- _WORK ITEM_:
Reproduce the records below exactly; no pictures.
*** Begin section ***
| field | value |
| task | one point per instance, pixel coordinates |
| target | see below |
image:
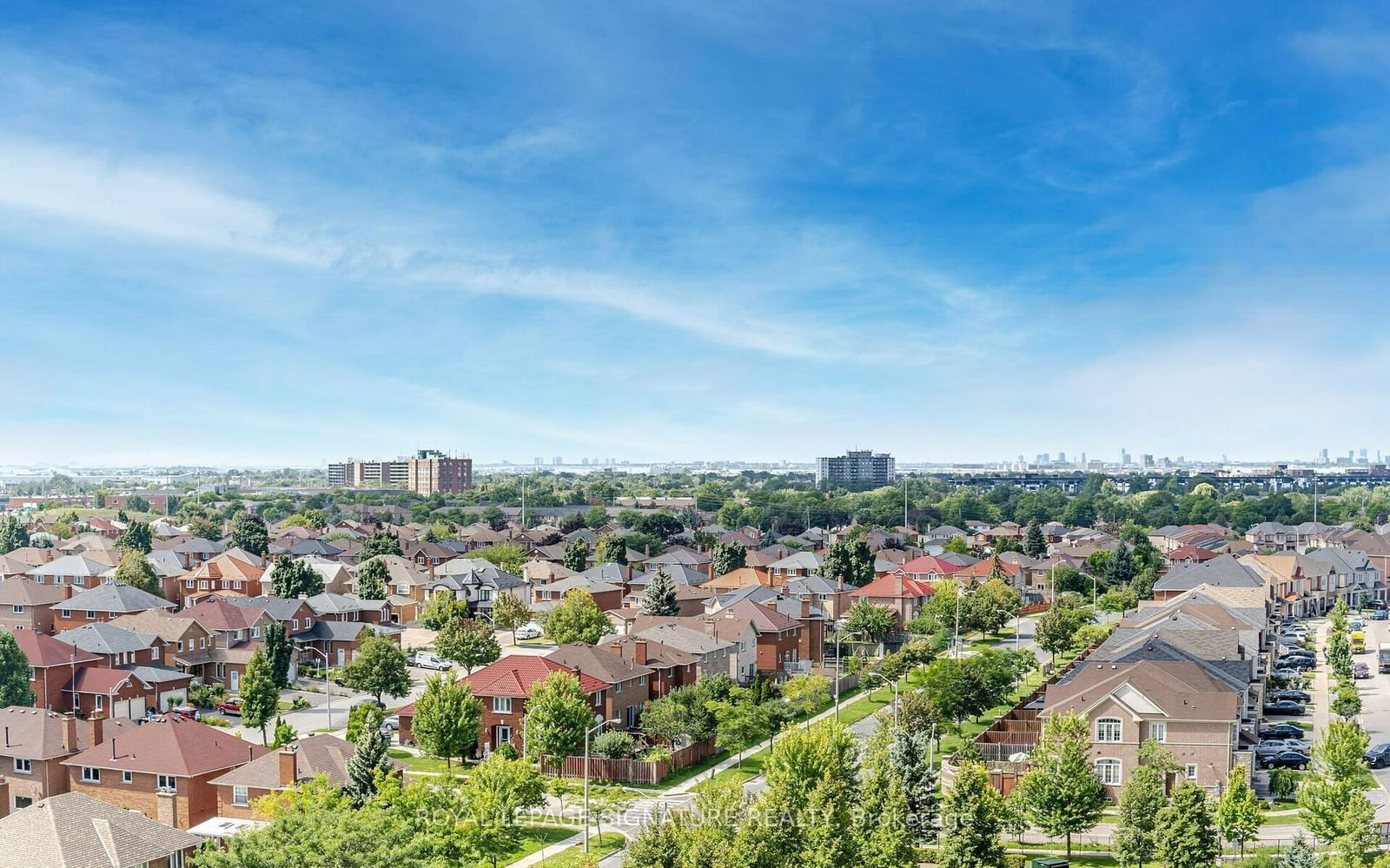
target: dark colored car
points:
(1285, 707)
(1297, 759)
(1378, 756)
(1282, 731)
*** End section ***
- _EXERCISE ANSWER_:
| field | value |
| task | one point per instance, pixel coordinates |
| target | see below |
image:
target: dark colored car
points:
(1285, 707)
(1297, 759)
(1378, 756)
(1282, 731)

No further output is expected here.